▼
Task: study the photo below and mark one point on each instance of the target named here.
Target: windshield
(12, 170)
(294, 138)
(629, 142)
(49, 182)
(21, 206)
▲
WHAT TO DO:
In these rows, replace "windshield" with "headlight" and leave everything else as it is.

RESULT OF THE EXERCISE:
Task: study the photo below and mark one point on each instance of the target named here.
Target: headlight
(12, 170)
(294, 138)
(629, 142)
(49, 182)
(21, 206)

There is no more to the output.